**WORK TO COMPLETE:**
Please give the entries again in full and exactly, without any picture.

**Referring expression data:**

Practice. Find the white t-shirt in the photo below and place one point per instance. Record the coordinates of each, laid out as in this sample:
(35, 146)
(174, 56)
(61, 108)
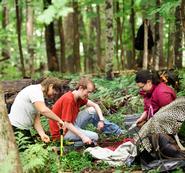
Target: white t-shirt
(22, 113)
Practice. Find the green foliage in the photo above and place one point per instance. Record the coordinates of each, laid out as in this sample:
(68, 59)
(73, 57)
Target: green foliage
(21, 141)
(166, 9)
(37, 159)
(54, 11)
(9, 72)
(75, 162)
(7, 164)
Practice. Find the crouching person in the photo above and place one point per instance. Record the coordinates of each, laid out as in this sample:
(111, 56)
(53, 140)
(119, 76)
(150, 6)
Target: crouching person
(67, 107)
(29, 104)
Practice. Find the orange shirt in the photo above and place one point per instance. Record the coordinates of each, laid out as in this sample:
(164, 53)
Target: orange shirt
(67, 109)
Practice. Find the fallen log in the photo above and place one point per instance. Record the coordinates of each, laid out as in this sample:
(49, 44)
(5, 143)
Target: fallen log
(12, 88)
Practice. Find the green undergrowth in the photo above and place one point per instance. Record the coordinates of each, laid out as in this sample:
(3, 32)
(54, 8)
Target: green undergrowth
(116, 98)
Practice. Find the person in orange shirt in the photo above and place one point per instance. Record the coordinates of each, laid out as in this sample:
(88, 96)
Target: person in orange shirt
(67, 107)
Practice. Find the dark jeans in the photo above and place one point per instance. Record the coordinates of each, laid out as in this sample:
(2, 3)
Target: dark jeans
(23, 138)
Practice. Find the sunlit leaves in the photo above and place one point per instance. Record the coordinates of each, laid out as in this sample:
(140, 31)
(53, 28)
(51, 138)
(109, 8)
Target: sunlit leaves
(57, 9)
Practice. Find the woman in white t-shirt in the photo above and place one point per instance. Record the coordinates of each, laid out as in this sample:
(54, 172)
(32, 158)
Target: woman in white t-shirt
(29, 104)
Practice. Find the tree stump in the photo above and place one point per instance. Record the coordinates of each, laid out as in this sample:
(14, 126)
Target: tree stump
(9, 157)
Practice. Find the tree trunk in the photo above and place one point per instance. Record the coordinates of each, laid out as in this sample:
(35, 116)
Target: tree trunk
(9, 157)
(91, 44)
(76, 37)
(109, 45)
(83, 36)
(62, 63)
(183, 15)
(121, 40)
(178, 39)
(98, 39)
(157, 39)
(132, 22)
(5, 51)
(50, 43)
(170, 53)
(68, 34)
(19, 37)
(29, 35)
(118, 27)
(145, 54)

**RESULT OF THE TASK:**
Practice. Find the white t-shirt in the photo below and place one point per instance. Record the coordinates of each, laid out as in this sample:
(35, 146)
(174, 56)
(61, 108)
Target: white t-shirt
(22, 113)
Practice. Find the green foliage in the photo above and place one point per instance. Record the coordinates of each, laid out as in this sample:
(68, 59)
(73, 57)
Target: green foliage
(21, 141)
(166, 9)
(37, 159)
(54, 11)
(9, 72)
(75, 162)
(7, 164)
Practice. Find the crouching person in the photo above and place one point per instance. Record the coordinates of each, laid out as in this sample:
(111, 56)
(53, 140)
(119, 76)
(150, 6)
Target: crouching person
(67, 107)
(29, 104)
Practice. Find the orange shirt in the photo above and place one point per instance. Record the coordinates of each, laid out as in this sample:
(164, 53)
Target: orange shirt
(67, 109)
Practice. Find the fallen log in the photo above and place one point per instance. Record the coordinates of each, laid out as in this sample:
(49, 44)
(5, 143)
Target: fallen log
(12, 88)
Practice. Find the green undergrowth in the photo above and place one point per instance. Record the coordinates of each, laid out as in this sample:
(3, 32)
(54, 8)
Target: green undergrowth
(116, 98)
Practice. Find the person in orange shirt in the photo above and place one point per instance. Record the coordinates of each, laid out as in this sample:
(88, 96)
Target: person in orange shirt
(67, 107)
Practice. Find the dark jeans in the photo above and place one point per instance. Record the coordinates of each, laid out as in this sample:
(2, 3)
Target: dark jeans
(23, 138)
Practice. Find the sunlit leaves in the photo above and place one point per instance. Record the coordinates of each, laid out as in this sample:
(140, 31)
(53, 28)
(51, 138)
(109, 8)
Target: sunlit leaves
(57, 9)
Practice. Find the woman in white t-shirt in the photo above and place one point per instance. Record the coordinates of each, laid out as in this sample:
(54, 172)
(32, 158)
Target: woman in white t-shirt
(29, 104)
Practice. Find the tree stump in the photo above and place one point per instance. Record the coordinates of each, laid out as in this sample:
(14, 126)
Target: tree stump
(9, 157)
Practice. Find the tree trunk in the photo above and place one point per instance. Record the coordinates of each, laid out as in this sample:
(35, 116)
Target: tree trunk
(9, 157)
(91, 44)
(76, 37)
(109, 45)
(83, 36)
(62, 63)
(183, 15)
(121, 40)
(178, 39)
(98, 39)
(157, 39)
(132, 22)
(5, 51)
(50, 43)
(170, 53)
(68, 34)
(19, 37)
(29, 35)
(118, 27)
(145, 54)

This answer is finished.